-- start Input records --

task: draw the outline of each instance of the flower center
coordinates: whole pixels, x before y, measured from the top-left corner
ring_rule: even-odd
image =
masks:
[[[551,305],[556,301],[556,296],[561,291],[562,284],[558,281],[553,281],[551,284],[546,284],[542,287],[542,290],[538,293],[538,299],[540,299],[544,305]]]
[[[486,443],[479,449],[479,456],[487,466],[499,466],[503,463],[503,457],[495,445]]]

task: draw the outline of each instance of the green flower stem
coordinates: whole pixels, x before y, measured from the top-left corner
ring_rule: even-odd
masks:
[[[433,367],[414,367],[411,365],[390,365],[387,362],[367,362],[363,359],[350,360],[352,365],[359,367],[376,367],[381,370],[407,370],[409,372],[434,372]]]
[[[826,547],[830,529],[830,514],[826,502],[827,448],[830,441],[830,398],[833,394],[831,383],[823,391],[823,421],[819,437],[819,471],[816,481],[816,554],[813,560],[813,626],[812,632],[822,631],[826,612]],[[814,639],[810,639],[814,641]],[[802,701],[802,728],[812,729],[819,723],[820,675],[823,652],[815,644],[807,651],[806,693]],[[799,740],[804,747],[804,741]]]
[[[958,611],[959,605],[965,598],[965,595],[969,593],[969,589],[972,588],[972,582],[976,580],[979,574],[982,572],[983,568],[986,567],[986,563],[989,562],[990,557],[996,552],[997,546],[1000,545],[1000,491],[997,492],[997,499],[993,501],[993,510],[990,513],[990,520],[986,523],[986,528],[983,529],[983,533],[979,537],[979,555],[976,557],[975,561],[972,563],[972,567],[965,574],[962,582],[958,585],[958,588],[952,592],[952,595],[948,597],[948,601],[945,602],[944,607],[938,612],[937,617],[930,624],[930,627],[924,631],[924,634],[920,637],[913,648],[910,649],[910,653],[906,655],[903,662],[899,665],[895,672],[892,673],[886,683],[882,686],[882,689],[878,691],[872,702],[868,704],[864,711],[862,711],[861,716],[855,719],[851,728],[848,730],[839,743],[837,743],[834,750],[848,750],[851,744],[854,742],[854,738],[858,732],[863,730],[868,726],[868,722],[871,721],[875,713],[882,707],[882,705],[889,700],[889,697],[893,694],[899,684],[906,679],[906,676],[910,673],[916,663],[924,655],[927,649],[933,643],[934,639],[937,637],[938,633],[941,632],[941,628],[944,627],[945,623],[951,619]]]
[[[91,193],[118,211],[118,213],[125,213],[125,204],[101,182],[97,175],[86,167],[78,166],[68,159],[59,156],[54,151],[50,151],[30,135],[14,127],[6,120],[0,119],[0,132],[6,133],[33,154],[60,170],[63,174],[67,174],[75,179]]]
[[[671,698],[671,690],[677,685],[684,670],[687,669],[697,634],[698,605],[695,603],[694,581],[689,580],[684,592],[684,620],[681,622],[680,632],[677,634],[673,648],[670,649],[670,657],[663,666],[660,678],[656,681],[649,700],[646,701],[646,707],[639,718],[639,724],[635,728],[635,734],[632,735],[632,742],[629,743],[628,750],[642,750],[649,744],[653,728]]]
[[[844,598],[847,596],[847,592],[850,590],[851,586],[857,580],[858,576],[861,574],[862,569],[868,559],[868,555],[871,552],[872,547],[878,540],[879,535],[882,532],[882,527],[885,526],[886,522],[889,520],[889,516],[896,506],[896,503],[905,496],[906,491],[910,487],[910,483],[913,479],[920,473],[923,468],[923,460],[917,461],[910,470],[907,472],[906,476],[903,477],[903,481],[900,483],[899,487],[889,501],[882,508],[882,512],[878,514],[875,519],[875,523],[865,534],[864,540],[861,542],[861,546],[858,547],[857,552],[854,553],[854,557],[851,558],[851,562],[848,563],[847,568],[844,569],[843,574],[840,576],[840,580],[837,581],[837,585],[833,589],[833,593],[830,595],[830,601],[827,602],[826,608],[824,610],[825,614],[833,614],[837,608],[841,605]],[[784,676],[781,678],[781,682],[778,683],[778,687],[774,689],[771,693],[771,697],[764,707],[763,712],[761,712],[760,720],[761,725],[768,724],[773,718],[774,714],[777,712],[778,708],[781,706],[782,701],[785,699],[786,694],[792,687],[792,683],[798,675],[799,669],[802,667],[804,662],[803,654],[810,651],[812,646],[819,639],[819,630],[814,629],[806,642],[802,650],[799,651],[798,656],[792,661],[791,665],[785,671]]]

-- end Input records --

* **Job**:
Extract each line of the items above that contains the string "flower". Case counts.

* **Output of the task**:
task: draw the outline of each instance of the flower center
task: draw the outline of each instance of the green flower stem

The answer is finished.